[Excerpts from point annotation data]

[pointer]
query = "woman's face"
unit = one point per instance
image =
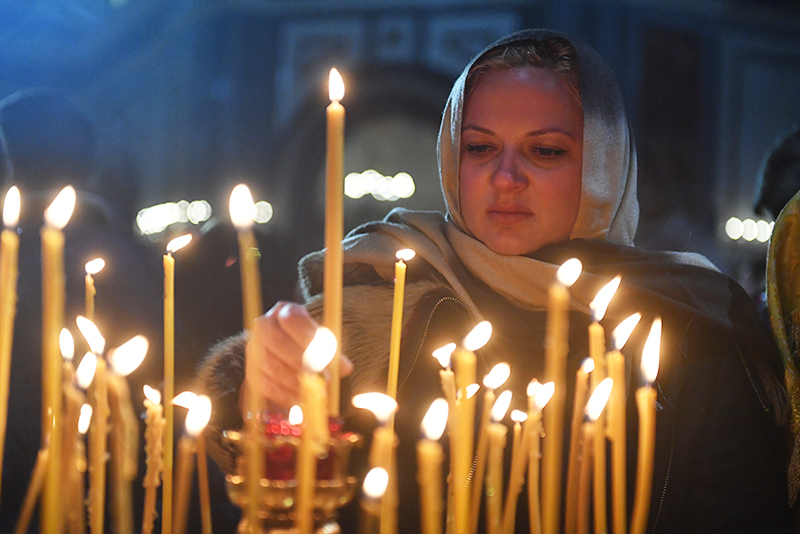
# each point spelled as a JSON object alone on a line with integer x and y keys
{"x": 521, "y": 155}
* * *
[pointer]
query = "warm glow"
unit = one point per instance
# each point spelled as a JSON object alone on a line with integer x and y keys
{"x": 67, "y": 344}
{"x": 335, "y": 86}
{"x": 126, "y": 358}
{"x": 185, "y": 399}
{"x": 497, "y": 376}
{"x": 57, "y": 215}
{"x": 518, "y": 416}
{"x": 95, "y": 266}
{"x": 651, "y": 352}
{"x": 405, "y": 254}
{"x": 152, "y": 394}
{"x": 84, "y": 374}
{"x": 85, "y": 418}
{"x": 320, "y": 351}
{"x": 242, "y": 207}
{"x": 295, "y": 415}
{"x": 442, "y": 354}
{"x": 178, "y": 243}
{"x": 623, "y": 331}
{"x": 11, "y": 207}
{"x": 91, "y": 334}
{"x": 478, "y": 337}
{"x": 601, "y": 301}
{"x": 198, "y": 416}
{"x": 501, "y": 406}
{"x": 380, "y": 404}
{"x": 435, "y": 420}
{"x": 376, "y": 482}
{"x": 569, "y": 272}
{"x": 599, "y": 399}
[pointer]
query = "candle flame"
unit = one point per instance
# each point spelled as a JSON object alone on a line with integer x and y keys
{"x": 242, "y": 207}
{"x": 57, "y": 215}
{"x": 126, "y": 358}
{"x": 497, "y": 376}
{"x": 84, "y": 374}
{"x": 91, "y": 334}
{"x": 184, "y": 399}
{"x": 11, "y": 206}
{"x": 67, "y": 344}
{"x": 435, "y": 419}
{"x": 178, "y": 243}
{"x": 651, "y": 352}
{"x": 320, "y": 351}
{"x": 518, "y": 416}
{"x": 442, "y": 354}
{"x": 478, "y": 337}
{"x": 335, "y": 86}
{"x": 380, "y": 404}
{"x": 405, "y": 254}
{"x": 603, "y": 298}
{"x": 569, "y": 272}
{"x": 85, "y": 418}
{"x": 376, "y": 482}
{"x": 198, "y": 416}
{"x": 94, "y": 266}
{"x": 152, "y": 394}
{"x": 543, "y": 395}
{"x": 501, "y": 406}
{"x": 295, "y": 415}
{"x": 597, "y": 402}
...
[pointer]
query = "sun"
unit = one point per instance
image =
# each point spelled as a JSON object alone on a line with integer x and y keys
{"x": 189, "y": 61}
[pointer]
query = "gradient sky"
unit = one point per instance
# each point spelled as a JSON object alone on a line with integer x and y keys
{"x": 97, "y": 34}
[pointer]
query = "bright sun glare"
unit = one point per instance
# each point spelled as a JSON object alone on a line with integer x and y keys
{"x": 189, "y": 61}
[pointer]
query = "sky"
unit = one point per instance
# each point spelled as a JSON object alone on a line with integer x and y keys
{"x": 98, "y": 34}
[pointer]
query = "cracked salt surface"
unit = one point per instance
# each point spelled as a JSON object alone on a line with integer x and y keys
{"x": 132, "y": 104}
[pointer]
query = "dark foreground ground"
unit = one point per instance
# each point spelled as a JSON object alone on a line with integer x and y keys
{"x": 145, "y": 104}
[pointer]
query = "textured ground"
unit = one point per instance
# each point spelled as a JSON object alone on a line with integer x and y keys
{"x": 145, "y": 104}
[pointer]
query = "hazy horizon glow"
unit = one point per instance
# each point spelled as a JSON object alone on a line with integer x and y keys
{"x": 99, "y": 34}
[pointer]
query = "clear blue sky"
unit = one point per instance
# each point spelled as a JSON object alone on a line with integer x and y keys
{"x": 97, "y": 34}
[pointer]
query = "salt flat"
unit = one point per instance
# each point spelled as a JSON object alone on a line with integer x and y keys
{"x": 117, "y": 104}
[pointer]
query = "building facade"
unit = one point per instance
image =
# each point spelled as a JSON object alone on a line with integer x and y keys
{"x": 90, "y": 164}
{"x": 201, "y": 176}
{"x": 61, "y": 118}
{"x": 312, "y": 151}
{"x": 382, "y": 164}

Exercise prompt:
Which lines in the rows above contain the word "ground"? List each of them in full, treating case as significant.

Final answer:
query = "dark foreground ground"
query = "textured ground"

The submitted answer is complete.